ACTU is a unit created in 2001, by the anti-graft agency,
with the mandate of monitoring officials and private transactions of officials
of MDAs.
Owasanoye, who handed down the task on Wednesday in his
opening remarks at the 2-day Capacity Building Workshop and Zonal Consultative
Forum for ACTU chairmen and secretaries in the South-South zone, said with a
better equipped ACTUs, who live up to their mandates, the public service would
be the better for it.
The chairman, who was represented by ICPC member in the
Zone, Anne Odey, said despite the odds working against their performance, most
of them have lived up to expectations in providing intelligence on sharp
practices within their establishments, even as he urged them to do more.
Speaking on why the anti-graft agency organized the
training, Owasanoye stated that some members of ACTUs have not yet gotten full
grasp of their mandate, saying that the workshop will make them better equipped
in the fight against corruption, as they have been provided with some statutory
backing.
He said, “I would like to urge the ACTUs to step up their
efforts at ensuring a corruption-free public service by supporting these
initiatives and structures.
“I am convinced that with a better equipped ACTU ready and
willing to deliver on their mandates, the public service would be the better
for it. Leadership of ACTU in both University of Calabar and the University of
Uyo Teaching hospital have been helpful, especially in the high profile cases
we are investigating and would soon prosecute.

Information supplied:
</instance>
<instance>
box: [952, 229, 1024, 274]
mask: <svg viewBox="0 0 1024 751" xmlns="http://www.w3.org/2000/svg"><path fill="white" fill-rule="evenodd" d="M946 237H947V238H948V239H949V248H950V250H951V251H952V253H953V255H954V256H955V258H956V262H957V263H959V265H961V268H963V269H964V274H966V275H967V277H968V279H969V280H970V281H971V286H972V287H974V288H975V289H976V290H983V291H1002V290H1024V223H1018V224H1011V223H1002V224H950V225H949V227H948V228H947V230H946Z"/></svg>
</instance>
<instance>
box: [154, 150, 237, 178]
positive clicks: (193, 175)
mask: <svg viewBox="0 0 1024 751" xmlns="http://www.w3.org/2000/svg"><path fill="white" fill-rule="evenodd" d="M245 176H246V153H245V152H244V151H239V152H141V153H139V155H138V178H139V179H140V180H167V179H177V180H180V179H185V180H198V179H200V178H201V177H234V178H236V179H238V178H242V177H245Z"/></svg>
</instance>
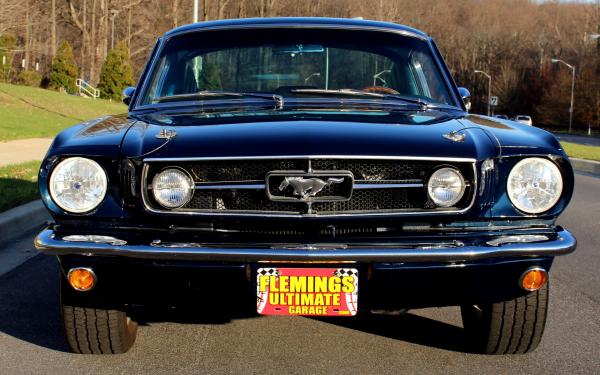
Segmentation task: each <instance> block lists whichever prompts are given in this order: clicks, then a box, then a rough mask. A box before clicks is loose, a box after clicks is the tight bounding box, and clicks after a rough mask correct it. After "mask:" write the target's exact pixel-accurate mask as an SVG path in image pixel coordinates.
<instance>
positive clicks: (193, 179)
mask: <svg viewBox="0 0 600 375" xmlns="http://www.w3.org/2000/svg"><path fill="white" fill-rule="evenodd" d="M168 171H176V172H178V173H181V174H183V175H184V177H185V178H186V179H187V182H188V188H189V192H190V193H189V195H188V196H187V197H186V199H185V200H183V201H182V202H181V203H180V204H178V205H166V204H164V201H162V200H161V199H160V198H158V197H157V189H156V181H157V178H158V177H159V176H160V175H161V174H163V173H165V172H168ZM150 186H152V197H153V198H154V200H155V201H156V203H158V204H159V205H160V207H162V208H164V209H167V210H174V209H177V208H181V207H183V206H185V205H186V204H188V203H189V202H190V201H191V200H192V198H193V197H194V192H195V190H196V189H195V183H194V179H193V178H192V176H191V175H190V173H189V172H188V171H186V170H185V169H183V168H180V167H166V168H163V169H162V170H161V171H160V172H158V173H156V174H155V175H154V177H153V178H152V183H151V184H150Z"/></svg>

Things to do:
1/ According to the article on the anti-corruption workshop, why did the agency organize the training for ACTU members? Answer in one to three sentences.
2/ Transcribe the article on the anti-corruption workshop from "The chairman, who" up to and including "initiatives and structures.".
3/ Go on with the article on the anti-corruption workshop from where it stops.
The records have nothing to do with the article on the anti-corruption workshop.

Exercise responses:
1/ Owasanoye said some ACTU members did not yet fully understand their mandate. The workshop would leave them better equipped to fight corruption, since they had been given some statutory backing.

2/
The chairman, who was represented by ICPC member in the
Zone, Anne Odey, said despite the odds working against their performance, most
of them have lived up to expectations in providing intelligence on sharp
practices within their establishments, even as he urged them to do more.
Speaking on why the anti-graft agency organized the
training, Owasanoye stated that some members of ACTUs have not yet gotten full
grasp of their mandate, saying that the workshop will make them better equipped
in the fight against corruption, as they have been provided with some statutory
backing.
He said, “I would like to urge the ACTUs to step up their
efforts at ensuring a corruption-free public service by supporting these
initiatives and structures.

3/
“In our estimation, the ACTUs have been and would continue
to be a vibrant tool of diminishing corruption in the public service of
Nigeria, especially at the federal level.”
Earlier, in his welcome remarks, the Resident
Anti-Corruption Commissioner of ICPC, Akwa Ibom and Cross River States, Mr
Olusola Shodipo, charged members to take the training seriously as they
constitute “the eyes and nose of the anti-corruption commission in its fight to
tame corruption in public service.”
“We teach them preliminary investigation and intelligence.
They are like a feeding team because ICPC cannot be everywhere and we don’t
divulge their identity or where the information is coming from but as an
insider in their different organisations, they give us first hand information
backed with evidence that will aid our investigations,” Shodipo noted.
One of the participants, a Chief Consultant University of
Uyo Teaching hospital, Alphonsus Idung, in an interview explained that one of
the challenges facing ACTUs in his establishment was the inability and timidity
of some persons to give out information for fear of victimisation.
According to him, “Some people are too docile to give out
information. You know that it’s not everybody that will be on the same page
with you. Despite that, we have caught so many and two of the high profile
cases are before a panel in the ministry of health and I promise that they will
not go scot-free for engaging in some sharp practices.”